[GIVEN RECORDS — start]
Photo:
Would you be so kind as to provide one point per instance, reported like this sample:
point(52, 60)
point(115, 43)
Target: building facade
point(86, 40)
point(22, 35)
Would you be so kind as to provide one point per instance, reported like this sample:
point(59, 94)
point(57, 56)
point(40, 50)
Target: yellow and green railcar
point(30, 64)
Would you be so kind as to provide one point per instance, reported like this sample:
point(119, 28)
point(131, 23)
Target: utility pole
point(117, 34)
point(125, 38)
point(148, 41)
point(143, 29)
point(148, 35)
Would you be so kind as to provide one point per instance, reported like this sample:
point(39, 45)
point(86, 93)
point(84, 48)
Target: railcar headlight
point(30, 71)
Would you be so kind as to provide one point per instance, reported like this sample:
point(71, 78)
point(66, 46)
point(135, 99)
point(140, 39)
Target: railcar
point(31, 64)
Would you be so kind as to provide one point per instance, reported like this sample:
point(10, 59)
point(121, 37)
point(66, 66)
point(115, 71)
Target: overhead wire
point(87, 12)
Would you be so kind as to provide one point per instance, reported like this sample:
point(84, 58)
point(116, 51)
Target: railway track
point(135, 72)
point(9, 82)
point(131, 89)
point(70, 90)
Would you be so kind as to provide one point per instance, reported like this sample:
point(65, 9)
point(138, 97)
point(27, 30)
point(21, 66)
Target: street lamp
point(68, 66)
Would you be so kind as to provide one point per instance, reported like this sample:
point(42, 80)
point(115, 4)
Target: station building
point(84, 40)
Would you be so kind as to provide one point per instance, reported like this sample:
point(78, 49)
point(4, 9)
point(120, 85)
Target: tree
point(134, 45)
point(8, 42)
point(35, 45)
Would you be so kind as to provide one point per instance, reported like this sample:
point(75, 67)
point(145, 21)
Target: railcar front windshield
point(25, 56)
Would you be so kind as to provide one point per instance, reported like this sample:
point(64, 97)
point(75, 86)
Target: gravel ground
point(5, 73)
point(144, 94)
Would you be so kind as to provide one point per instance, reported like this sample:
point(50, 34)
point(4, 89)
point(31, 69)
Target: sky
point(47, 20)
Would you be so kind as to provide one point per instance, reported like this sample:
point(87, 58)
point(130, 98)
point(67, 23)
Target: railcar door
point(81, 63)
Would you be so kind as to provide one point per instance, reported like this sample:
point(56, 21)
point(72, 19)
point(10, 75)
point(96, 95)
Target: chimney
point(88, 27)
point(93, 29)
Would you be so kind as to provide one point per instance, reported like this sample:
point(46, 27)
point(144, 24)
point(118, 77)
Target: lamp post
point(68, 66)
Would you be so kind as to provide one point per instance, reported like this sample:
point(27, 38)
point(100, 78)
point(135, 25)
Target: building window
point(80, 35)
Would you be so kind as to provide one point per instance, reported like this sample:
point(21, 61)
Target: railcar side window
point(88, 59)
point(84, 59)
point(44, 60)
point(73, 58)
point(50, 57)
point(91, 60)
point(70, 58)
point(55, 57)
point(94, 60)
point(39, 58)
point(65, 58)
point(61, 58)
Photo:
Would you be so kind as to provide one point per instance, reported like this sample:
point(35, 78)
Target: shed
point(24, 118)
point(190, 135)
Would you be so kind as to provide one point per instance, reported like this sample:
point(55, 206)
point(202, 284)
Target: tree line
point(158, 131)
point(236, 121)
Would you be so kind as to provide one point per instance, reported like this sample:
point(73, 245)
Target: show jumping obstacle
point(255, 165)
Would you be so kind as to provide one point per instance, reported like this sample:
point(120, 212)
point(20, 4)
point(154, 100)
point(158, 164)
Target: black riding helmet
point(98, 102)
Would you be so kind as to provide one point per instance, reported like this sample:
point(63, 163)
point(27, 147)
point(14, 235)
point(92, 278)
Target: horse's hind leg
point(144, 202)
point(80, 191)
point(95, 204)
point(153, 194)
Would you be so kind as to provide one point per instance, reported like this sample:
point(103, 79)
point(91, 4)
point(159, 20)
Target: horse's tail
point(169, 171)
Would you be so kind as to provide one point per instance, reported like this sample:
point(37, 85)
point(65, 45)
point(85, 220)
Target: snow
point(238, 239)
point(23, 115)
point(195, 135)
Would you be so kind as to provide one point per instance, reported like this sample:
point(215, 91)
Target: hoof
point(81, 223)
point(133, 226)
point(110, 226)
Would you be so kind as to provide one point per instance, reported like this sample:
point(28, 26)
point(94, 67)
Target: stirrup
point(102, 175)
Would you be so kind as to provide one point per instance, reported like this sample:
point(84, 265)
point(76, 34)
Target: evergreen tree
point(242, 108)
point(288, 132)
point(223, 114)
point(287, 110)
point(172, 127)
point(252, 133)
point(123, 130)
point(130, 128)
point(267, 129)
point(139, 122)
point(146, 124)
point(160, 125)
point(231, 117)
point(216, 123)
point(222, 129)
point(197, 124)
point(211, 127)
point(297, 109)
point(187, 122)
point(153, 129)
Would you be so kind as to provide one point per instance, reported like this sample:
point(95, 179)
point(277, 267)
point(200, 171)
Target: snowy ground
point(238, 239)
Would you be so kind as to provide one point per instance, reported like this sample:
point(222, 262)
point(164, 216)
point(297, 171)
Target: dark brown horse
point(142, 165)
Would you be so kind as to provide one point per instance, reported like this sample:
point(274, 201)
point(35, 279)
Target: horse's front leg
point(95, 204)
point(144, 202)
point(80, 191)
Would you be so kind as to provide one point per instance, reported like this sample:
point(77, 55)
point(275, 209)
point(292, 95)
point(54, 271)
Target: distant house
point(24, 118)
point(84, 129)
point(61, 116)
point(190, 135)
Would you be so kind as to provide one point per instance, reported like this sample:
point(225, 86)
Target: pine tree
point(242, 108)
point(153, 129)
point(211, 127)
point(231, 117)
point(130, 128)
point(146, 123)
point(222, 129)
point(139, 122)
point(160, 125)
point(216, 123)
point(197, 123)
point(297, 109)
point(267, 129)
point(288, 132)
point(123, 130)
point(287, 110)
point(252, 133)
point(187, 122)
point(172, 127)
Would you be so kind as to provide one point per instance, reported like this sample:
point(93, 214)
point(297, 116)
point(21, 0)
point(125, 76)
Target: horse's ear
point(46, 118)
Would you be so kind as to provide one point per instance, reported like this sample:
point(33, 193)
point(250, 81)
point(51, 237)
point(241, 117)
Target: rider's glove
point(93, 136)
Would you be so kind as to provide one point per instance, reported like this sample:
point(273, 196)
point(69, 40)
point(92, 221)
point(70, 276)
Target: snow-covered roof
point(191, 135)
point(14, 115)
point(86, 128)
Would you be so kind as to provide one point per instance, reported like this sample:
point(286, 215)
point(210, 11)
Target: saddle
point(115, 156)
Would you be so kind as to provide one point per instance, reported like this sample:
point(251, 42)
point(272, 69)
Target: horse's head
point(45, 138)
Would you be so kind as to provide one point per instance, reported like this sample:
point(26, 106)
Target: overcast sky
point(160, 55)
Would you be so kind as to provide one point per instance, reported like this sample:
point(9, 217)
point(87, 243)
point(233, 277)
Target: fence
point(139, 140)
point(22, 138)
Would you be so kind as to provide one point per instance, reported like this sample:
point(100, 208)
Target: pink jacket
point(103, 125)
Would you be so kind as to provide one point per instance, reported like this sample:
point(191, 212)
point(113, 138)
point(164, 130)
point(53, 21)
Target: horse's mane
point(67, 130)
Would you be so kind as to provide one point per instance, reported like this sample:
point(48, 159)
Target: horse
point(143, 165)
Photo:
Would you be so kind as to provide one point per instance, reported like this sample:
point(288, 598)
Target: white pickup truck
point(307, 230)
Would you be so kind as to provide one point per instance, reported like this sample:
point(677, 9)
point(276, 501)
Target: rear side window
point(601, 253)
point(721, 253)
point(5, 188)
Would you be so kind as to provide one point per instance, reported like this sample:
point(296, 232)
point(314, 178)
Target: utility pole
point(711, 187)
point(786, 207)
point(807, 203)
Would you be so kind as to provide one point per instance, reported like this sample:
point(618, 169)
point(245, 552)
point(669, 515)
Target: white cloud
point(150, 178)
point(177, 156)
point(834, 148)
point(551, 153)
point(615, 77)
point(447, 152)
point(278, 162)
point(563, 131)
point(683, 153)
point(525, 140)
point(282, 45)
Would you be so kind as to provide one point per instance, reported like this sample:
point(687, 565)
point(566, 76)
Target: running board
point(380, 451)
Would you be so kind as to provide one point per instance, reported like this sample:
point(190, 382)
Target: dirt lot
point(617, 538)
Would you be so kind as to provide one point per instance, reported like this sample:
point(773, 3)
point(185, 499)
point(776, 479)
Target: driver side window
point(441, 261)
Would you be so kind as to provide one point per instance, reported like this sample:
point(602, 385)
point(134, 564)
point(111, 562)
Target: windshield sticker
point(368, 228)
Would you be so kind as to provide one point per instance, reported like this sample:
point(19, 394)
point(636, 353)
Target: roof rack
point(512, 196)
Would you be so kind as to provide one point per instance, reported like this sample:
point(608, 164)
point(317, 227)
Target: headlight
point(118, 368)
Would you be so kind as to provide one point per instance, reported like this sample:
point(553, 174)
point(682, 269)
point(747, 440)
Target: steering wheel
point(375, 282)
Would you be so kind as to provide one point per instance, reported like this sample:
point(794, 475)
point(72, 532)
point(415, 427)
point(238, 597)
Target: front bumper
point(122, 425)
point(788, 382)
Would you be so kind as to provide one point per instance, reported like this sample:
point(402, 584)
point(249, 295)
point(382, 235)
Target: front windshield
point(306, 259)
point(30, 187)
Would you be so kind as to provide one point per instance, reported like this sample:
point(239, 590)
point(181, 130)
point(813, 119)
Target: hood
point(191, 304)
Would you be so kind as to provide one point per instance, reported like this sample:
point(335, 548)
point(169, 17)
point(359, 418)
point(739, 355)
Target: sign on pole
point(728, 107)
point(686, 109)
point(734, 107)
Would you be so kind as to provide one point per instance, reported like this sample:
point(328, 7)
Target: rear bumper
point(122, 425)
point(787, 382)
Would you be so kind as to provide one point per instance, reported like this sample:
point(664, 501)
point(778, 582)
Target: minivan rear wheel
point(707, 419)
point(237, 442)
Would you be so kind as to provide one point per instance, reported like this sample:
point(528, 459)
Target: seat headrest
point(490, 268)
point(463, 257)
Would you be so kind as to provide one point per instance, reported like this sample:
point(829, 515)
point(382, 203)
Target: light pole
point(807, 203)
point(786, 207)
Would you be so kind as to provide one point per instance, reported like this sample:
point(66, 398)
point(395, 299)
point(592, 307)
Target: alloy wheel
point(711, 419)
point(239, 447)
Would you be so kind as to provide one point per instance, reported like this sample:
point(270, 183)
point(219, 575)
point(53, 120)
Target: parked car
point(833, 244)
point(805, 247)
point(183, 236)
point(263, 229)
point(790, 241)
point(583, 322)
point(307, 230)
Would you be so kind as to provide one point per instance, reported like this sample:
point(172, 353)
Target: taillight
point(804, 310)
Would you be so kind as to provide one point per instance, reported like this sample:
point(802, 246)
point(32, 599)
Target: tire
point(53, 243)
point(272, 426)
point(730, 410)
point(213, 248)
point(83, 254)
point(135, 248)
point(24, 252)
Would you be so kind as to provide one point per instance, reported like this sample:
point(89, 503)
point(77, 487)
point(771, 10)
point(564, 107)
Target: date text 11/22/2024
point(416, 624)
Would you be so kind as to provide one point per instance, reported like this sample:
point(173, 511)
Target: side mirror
[GIVEN RECORDS — finish]
• [REQUIRED WORK]:
The line above containing "point(111, 562)", the line containing "point(747, 440)", and every line between them are to be transcribed exactly; no other line is wanted.

• [EXERCISE SOLUTION]:
point(111, 562)
Target: windshield sticker
point(368, 228)
Would you be so kind as to provide one point per instance, reported like this sample:
point(19, 394)
point(636, 353)
Target: roof rack
point(512, 196)
Would you be so kind as to provide one point per instance, reported like this sample:
point(608, 164)
point(317, 227)
Target: headlight
point(118, 368)
Would you be so kind as to provide one point per instance, reported like this sample:
point(553, 174)
point(682, 269)
point(747, 440)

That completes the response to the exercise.